**Problem:**
The lines to be set down run from the line containing "Where in the photo above can the mushroom" through the final line of the data below; print them exactly and print nothing else.

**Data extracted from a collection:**
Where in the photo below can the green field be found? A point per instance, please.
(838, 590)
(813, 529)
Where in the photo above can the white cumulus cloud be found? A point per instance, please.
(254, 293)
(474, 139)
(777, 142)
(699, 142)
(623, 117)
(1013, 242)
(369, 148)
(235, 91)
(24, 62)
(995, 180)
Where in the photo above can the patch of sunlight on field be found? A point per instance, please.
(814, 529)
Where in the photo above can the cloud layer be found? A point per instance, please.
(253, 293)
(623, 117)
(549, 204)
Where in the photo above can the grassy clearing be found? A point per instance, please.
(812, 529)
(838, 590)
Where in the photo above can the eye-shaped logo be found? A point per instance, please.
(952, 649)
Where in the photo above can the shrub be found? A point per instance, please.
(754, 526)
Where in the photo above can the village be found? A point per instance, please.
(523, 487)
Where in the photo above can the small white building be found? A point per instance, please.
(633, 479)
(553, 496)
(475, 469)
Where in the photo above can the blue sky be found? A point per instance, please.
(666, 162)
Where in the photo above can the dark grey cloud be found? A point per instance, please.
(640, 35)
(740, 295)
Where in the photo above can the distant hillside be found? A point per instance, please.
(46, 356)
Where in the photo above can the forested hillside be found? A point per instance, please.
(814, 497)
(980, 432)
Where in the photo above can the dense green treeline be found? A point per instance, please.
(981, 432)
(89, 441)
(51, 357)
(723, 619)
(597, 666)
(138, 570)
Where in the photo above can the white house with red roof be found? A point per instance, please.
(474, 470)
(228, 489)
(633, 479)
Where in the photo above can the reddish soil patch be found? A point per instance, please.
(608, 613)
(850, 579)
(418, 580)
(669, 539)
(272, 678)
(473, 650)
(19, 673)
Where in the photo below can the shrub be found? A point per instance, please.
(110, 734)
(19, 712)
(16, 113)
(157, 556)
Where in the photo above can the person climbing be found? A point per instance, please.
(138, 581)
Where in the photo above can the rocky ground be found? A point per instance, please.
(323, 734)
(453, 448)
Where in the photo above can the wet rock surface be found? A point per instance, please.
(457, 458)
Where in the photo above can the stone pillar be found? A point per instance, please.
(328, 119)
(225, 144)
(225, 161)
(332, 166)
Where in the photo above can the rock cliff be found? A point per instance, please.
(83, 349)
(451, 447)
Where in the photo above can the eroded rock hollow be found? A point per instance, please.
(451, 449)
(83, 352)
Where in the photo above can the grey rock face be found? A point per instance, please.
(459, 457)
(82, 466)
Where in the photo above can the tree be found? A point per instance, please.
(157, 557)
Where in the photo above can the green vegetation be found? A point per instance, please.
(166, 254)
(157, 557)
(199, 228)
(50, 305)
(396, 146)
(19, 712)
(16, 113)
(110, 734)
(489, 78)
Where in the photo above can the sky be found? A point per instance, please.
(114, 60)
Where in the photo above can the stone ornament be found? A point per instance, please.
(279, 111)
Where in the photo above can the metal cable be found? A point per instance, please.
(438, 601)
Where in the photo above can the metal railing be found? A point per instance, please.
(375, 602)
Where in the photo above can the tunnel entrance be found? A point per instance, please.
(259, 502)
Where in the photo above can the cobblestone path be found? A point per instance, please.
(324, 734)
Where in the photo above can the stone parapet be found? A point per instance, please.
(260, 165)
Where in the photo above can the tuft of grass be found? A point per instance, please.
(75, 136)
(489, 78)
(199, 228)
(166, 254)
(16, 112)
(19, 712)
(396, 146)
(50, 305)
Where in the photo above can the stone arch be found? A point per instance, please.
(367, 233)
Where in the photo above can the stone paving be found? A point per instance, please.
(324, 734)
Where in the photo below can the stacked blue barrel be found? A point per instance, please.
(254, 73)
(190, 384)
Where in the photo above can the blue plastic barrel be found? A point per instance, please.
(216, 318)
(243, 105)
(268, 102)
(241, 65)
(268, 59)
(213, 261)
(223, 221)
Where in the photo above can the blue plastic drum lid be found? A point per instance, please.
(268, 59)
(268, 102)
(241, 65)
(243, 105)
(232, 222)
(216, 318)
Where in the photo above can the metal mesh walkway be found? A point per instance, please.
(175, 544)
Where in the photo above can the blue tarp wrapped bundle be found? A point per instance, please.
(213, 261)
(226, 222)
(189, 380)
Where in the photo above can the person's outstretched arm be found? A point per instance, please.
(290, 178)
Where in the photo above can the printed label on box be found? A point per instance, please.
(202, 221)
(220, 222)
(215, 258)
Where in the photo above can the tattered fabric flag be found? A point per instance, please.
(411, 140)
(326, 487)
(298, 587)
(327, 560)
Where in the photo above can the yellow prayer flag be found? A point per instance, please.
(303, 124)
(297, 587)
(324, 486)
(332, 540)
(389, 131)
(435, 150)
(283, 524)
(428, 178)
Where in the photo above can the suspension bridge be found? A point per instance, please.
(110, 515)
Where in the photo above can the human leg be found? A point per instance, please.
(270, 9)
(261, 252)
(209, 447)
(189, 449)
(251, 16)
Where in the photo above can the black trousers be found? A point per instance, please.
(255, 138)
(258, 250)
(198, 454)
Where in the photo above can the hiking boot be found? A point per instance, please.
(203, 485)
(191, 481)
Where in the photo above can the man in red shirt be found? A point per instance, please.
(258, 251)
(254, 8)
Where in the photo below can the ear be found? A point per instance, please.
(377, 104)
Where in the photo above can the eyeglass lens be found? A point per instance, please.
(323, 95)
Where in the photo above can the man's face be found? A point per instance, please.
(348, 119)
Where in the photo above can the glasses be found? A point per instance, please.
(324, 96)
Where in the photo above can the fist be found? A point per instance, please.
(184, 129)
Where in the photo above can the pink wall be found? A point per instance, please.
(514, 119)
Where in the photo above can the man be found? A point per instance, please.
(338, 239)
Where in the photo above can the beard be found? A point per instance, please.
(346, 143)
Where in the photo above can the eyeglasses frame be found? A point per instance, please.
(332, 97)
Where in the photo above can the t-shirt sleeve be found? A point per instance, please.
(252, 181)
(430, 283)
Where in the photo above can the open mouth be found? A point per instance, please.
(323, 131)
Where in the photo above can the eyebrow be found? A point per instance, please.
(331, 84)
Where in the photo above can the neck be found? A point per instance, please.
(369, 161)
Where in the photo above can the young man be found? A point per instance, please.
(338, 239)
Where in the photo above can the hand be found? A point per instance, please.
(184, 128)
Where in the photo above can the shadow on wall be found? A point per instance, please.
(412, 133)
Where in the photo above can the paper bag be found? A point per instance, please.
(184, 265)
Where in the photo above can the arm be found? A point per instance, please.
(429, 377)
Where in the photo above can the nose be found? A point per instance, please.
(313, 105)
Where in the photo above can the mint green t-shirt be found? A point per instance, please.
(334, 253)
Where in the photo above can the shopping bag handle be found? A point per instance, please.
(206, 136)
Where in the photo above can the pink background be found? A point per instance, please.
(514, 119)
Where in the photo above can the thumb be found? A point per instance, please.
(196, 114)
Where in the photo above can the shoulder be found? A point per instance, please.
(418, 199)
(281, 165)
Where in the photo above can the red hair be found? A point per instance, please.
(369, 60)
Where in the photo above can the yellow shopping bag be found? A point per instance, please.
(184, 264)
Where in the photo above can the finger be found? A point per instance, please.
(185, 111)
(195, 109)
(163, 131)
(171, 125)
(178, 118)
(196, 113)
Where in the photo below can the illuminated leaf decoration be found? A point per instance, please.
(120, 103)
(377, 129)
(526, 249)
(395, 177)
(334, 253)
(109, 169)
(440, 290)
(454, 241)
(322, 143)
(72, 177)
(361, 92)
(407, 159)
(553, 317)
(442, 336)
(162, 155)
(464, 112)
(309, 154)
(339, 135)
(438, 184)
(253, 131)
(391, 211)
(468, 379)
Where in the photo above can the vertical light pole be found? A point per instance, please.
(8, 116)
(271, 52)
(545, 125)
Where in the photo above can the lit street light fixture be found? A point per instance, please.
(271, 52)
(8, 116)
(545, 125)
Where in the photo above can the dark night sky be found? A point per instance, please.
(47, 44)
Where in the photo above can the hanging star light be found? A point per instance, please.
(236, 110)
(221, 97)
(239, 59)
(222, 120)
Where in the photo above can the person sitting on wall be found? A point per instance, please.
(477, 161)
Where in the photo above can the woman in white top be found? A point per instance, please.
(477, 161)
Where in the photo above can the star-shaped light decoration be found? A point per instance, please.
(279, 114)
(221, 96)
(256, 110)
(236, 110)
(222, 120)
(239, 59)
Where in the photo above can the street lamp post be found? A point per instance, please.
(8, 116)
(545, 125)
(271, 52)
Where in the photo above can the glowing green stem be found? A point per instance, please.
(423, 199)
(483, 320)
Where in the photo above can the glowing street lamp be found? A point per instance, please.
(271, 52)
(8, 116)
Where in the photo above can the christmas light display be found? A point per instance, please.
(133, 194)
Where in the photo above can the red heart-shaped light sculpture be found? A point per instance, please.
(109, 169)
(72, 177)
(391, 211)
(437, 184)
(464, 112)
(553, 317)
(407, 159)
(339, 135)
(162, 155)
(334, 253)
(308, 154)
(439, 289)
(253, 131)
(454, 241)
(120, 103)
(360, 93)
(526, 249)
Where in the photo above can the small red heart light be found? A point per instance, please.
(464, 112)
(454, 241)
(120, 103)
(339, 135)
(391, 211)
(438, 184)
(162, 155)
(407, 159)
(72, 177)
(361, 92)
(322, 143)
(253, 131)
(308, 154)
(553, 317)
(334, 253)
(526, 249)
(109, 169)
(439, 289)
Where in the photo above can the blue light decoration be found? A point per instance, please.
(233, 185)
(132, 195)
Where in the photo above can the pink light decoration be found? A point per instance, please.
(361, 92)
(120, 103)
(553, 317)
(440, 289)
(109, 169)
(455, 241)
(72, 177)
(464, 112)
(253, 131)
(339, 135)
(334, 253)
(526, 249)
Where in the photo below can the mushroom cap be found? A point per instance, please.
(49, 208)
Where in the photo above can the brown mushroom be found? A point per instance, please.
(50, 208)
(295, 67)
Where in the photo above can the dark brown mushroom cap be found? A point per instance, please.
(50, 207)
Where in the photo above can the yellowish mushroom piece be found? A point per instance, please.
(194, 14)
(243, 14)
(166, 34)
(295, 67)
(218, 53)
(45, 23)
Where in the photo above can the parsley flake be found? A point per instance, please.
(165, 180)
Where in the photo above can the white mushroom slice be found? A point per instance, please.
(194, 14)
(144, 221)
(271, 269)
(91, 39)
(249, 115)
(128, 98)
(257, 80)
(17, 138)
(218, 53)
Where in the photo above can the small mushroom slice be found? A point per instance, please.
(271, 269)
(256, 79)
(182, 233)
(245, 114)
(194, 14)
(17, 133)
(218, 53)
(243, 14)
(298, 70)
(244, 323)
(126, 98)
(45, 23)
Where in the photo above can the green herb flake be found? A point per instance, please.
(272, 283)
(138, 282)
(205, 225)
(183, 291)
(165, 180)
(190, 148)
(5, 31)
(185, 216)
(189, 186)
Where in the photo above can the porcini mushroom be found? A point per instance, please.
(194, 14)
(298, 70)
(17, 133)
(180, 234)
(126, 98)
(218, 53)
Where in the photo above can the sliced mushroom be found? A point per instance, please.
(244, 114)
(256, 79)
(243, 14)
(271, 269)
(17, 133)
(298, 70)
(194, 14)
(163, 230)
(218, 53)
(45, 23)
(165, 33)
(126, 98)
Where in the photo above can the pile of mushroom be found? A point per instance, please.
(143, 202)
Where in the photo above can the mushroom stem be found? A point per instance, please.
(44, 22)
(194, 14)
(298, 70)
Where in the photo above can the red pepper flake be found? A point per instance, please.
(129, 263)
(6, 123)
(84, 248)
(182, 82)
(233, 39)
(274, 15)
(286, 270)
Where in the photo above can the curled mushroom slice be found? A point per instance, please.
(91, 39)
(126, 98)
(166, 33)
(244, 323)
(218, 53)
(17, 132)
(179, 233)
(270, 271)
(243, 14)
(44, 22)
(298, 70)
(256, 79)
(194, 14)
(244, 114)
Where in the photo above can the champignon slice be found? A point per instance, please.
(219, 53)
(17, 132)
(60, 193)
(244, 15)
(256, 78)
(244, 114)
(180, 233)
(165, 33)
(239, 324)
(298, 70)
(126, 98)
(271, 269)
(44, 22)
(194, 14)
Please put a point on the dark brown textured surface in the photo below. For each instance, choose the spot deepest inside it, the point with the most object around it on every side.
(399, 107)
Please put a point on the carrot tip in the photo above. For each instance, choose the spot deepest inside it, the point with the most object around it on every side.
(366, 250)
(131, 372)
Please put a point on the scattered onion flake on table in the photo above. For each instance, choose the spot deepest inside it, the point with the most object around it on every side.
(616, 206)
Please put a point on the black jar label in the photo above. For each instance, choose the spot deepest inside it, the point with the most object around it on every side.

**Answer to this exercise:**
Where in the photo above can the mushroom stem be found? A point per instance, please.
(44, 22)
(194, 14)
(298, 70)
Where in the photo above can the red pepper flake be found? A point per instance, please.
(129, 263)
(6, 123)
(84, 248)
(182, 82)
(233, 39)
(274, 15)
(286, 270)
Where in the photo above can the curled mushroom slice be found? A point per instance, please.
(91, 39)
(126, 98)
(166, 33)
(244, 323)
(218, 53)
(17, 132)
(179, 233)
(270, 271)
(243, 14)
(44, 22)
(298, 70)
(256, 79)
(194, 14)
(244, 114)
Where in the photo above can the champignon slice be found? A point per instance, please.
(219, 53)
(17, 132)
(60, 193)
(244, 15)
(256, 78)
(244, 114)
(180, 233)
(165, 33)
(239, 324)
(298, 70)
(126, 98)
(271, 269)
(44, 22)
(194, 14)
Please put a point on the dark brown textured surface in the photo below. For each instance, choose the spot deepest inside it, the point with the most object around it on every side.
(399, 107)
Please put a point on the carrot tip in the photo above. For each instance, choose the spot deepest inside it, the point with the most object around it on every side.
(366, 250)
(131, 372)
Please put a point on the scattered onion flake on table in the photo above. For each instance, choose the spot deepest inside it, the point with the most object around it on every side.
(616, 206)
Please put a point on the black jar label in the photo above. For each instance, choose the spot deepest inside it, the point with the most object around it on every side.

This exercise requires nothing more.